━━━━━ Records for the exercise

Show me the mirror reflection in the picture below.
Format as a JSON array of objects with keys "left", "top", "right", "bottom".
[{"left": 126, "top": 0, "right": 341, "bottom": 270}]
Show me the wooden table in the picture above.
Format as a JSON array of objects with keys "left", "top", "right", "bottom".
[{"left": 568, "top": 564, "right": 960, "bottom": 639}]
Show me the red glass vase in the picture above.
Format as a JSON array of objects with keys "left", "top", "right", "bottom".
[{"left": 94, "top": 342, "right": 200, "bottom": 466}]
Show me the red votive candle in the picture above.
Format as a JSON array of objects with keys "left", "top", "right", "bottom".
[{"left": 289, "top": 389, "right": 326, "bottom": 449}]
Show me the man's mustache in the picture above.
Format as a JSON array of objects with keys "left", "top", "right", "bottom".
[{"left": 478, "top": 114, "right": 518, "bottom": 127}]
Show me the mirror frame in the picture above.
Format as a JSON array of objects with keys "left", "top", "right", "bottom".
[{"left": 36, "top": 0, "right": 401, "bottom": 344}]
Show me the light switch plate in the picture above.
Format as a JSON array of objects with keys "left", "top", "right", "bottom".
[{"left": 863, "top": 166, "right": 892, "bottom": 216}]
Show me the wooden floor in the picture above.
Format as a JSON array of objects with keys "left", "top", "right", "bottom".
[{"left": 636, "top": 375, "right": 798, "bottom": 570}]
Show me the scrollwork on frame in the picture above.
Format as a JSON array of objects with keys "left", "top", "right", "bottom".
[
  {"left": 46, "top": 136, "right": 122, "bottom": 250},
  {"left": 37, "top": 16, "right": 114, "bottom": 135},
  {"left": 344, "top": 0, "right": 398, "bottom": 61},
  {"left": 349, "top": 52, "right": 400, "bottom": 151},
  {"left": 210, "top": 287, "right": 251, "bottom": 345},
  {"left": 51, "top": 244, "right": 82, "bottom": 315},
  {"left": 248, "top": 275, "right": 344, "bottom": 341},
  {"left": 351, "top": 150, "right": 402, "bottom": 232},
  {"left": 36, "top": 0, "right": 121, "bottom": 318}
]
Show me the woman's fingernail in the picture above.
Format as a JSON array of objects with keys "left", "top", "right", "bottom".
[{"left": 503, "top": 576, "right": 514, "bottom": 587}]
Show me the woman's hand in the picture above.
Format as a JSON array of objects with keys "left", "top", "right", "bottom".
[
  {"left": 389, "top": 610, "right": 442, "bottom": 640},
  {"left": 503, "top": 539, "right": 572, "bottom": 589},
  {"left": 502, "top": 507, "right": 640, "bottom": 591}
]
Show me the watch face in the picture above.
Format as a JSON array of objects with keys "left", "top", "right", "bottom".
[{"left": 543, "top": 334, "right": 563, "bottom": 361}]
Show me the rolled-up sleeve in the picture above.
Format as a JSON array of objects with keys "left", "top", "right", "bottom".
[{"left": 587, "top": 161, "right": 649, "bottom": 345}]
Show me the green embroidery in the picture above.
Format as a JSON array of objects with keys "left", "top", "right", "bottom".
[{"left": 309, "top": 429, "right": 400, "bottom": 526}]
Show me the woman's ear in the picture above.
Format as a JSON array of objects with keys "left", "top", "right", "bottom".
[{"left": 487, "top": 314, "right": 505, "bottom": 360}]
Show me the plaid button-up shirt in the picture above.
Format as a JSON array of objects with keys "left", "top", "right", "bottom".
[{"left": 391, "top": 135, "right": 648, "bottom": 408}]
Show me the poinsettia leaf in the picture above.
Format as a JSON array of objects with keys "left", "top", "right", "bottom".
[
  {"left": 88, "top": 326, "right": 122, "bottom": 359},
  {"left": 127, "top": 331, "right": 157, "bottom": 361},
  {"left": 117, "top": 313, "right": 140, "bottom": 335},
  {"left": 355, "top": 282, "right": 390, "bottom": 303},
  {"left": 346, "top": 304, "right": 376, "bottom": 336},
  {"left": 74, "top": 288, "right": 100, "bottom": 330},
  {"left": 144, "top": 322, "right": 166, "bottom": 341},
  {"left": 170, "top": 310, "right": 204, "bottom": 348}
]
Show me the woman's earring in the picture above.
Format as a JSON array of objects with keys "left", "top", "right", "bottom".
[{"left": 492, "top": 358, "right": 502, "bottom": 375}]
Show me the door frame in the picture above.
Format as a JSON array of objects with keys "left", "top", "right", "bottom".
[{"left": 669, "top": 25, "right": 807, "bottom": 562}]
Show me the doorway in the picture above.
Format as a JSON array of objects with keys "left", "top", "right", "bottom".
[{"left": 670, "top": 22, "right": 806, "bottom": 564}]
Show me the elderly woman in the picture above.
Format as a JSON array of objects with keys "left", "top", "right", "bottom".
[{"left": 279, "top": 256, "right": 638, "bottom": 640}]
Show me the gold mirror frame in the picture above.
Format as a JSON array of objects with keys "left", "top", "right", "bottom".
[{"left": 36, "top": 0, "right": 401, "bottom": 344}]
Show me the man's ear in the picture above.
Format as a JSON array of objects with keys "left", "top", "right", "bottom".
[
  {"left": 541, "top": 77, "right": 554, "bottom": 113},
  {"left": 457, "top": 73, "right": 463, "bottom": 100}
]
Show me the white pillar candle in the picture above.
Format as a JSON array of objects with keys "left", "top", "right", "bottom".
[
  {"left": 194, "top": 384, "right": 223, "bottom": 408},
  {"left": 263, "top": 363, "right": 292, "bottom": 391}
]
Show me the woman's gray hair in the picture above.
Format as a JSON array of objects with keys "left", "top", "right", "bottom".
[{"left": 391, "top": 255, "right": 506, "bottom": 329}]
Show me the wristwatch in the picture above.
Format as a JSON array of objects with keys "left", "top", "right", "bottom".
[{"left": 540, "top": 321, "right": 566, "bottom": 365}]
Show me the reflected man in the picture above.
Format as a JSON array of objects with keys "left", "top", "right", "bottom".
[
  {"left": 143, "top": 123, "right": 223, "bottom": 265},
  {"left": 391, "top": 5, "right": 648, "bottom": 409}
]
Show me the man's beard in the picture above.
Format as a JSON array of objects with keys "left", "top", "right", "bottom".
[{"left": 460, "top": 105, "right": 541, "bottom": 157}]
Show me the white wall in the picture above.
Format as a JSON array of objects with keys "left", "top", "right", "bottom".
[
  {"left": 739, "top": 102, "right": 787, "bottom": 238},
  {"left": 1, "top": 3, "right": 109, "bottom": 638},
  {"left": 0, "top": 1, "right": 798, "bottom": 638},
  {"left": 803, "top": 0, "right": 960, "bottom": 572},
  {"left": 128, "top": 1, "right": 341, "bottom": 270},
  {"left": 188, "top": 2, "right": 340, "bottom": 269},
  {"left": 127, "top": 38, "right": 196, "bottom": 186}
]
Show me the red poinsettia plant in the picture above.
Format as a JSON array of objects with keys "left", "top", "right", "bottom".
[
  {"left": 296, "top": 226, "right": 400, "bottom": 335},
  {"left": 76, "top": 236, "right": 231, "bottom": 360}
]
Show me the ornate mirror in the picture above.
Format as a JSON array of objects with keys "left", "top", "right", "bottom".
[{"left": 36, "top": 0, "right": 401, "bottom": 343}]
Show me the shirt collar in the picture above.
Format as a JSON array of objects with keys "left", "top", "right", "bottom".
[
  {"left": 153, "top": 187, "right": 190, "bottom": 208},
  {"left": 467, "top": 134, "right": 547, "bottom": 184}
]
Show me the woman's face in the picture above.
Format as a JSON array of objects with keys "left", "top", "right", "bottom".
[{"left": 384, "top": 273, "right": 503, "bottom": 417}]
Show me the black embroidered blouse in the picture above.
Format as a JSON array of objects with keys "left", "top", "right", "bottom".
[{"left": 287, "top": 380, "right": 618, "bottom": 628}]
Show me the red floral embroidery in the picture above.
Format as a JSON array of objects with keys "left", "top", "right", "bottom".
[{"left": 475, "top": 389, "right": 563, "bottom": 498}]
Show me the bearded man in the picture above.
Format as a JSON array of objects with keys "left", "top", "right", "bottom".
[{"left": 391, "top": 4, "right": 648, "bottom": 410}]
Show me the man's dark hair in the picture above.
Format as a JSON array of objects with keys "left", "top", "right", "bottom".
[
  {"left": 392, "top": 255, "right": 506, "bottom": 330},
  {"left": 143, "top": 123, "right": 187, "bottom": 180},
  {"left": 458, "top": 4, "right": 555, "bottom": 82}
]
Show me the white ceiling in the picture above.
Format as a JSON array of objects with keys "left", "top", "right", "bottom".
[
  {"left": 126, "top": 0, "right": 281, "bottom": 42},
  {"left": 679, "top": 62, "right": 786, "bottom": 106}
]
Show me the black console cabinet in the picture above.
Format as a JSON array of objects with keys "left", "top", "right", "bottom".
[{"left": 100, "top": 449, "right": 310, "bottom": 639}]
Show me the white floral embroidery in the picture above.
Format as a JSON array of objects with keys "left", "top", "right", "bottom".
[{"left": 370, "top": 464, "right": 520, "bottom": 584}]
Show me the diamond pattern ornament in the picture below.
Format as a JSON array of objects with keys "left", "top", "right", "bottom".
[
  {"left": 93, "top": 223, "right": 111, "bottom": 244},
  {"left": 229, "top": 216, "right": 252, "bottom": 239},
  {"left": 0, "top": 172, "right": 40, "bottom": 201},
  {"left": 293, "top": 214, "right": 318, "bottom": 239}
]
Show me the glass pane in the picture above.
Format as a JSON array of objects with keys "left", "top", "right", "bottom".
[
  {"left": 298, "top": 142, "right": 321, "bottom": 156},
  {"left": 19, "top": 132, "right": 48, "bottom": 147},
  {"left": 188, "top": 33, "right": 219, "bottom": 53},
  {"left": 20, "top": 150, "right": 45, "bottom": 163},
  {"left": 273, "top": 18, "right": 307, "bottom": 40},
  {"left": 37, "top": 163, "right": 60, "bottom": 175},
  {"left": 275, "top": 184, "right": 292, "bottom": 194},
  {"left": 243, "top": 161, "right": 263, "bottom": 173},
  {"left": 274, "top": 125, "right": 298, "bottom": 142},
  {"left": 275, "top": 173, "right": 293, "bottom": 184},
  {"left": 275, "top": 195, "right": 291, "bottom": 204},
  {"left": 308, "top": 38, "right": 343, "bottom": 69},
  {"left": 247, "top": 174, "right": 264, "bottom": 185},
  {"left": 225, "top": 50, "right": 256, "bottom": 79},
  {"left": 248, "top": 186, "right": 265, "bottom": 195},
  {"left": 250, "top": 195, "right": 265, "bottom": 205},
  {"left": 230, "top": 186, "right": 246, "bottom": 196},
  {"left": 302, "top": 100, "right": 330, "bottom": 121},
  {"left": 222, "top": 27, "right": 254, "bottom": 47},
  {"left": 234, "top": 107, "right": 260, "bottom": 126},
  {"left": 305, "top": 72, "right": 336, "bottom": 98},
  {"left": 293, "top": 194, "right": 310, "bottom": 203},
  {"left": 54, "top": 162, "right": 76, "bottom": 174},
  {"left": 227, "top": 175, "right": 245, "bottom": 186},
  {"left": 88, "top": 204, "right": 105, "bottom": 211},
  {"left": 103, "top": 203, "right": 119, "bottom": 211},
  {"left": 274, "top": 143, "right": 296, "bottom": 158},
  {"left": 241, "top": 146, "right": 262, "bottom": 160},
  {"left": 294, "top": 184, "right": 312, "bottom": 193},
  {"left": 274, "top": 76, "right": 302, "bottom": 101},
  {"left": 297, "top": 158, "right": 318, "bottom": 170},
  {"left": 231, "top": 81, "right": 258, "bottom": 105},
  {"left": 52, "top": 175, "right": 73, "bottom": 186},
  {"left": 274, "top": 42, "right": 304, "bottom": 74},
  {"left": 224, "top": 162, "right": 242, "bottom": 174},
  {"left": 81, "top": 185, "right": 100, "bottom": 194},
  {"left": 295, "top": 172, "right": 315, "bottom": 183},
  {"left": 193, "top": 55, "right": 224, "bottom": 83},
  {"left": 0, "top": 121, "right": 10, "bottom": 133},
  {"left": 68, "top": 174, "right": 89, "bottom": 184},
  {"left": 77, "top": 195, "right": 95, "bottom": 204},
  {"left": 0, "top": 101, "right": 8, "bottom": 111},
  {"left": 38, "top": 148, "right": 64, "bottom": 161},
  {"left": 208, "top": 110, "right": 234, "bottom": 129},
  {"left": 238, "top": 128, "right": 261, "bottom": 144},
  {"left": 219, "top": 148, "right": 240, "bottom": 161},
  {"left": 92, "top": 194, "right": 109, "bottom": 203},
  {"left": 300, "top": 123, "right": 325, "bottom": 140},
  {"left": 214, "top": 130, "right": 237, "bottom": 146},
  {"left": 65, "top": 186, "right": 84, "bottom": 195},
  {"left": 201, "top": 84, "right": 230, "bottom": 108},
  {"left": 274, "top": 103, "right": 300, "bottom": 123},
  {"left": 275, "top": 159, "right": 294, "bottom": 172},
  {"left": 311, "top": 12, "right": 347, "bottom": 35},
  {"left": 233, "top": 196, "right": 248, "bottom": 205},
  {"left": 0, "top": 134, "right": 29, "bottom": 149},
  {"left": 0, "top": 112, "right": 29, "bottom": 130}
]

━━━━━━━━━━

What to produce: Scan the data above for the word "poinsettia". Copy every line in which it is found.

Reply:
Show me the poinsettia leaf in the picture above.
Show me the red poinsettia plant in the picture above.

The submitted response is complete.